_PROMPT_. Rewrite only the lines of the data below, starting at the line containing "Every instance gets a single point. Point out the sandy" and ending at the line containing "Target: man's bare back". Change "sandy ground" to "dusty ground" and leave everything else unchanged.
Start of RECORDS FOR THIS TASK
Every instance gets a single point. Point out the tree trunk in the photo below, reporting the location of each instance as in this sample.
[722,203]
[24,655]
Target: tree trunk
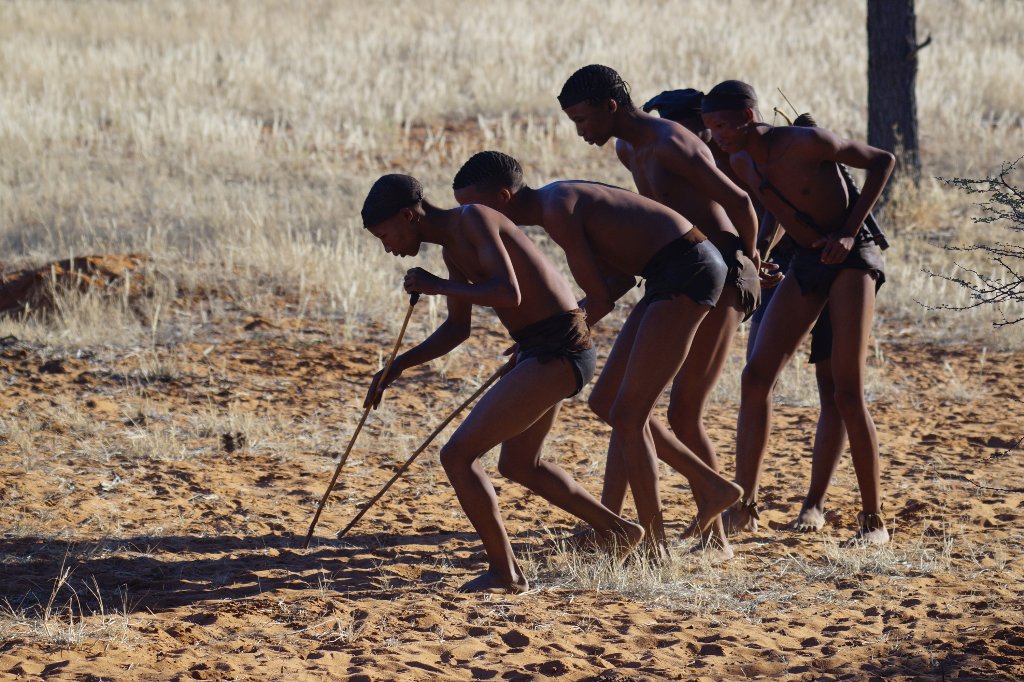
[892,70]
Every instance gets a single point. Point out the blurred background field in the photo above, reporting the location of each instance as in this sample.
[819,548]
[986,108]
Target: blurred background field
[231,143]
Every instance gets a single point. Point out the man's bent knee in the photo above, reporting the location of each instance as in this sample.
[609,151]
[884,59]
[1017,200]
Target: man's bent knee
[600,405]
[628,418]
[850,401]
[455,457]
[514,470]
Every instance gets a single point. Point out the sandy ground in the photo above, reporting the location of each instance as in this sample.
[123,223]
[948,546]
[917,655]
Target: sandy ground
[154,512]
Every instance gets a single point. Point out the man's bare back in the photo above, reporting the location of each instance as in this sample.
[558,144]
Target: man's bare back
End of RECORDS FOR THIS TASK
Start of RECORDS FOR THIS TASK
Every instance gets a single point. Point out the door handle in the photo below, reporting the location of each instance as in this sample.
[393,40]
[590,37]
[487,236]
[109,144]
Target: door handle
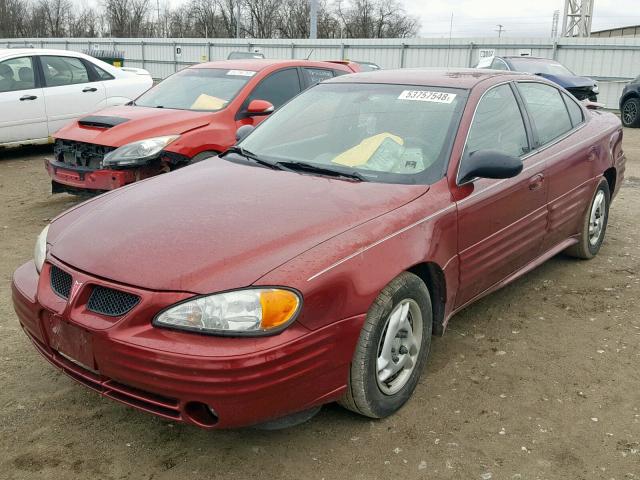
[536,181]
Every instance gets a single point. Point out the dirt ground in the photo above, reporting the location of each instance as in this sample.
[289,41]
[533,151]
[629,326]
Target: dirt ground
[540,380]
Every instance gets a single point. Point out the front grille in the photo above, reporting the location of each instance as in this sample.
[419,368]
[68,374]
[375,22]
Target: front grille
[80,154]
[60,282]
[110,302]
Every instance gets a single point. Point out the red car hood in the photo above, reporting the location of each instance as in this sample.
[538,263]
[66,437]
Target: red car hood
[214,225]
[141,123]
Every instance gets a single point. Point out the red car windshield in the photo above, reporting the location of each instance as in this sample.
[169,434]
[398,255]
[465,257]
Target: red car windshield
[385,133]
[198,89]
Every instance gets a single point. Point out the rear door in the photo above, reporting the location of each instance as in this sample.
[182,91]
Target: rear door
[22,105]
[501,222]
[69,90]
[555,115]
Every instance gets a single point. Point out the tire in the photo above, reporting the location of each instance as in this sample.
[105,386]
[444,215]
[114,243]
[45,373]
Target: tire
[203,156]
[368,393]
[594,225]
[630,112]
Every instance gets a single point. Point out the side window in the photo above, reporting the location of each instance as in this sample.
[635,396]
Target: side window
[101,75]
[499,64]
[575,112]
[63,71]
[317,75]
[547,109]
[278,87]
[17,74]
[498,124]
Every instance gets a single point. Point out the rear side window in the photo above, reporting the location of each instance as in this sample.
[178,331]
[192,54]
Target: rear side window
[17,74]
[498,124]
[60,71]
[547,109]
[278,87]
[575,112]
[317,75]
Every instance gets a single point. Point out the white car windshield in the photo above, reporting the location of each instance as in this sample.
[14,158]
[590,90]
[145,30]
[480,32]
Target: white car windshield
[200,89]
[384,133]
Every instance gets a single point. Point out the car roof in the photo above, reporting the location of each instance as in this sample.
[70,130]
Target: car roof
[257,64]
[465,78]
End of RECORDS FOR THIS TASK
Start of RECORDS FOR THIS TASK
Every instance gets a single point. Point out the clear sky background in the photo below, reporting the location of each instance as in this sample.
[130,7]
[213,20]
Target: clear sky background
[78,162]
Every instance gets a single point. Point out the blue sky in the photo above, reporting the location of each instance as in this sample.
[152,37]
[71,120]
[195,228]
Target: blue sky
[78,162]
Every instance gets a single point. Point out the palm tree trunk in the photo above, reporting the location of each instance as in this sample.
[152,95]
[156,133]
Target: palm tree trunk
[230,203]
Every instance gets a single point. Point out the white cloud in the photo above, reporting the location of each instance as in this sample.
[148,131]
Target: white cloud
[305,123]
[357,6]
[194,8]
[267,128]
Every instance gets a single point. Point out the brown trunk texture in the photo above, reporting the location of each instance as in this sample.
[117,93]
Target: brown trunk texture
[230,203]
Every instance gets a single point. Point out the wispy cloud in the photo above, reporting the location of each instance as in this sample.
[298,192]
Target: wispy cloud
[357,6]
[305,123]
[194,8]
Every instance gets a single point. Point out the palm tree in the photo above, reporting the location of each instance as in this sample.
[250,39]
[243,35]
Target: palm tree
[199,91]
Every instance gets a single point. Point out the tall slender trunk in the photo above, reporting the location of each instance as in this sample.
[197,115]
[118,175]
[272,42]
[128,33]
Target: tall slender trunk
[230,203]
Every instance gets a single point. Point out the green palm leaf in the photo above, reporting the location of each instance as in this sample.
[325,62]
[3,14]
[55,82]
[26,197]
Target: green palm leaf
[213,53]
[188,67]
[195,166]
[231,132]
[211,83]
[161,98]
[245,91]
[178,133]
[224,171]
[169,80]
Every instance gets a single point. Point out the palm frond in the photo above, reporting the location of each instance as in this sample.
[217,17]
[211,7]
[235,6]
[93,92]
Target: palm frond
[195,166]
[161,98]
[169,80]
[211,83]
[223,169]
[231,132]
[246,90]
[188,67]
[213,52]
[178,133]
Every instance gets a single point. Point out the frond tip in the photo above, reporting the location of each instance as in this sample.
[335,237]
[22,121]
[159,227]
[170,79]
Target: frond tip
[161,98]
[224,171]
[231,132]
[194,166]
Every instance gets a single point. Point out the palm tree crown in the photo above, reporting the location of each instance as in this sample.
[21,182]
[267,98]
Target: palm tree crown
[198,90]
End of RECORDS FOR THIS TASK
_ANSWER IN FULL_.
Every instance gets a single point. Point out the dusty ground in the photo above, reporting the location of each instance as in this sample.
[123,223]
[948,546]
[917,655]
Target: dusty ground
[154,512]
Every instance gets a single point. Point out the man's bare back in the photo above, reporting the location of each instance as in this sample.
[558,144]
Target: man's bare back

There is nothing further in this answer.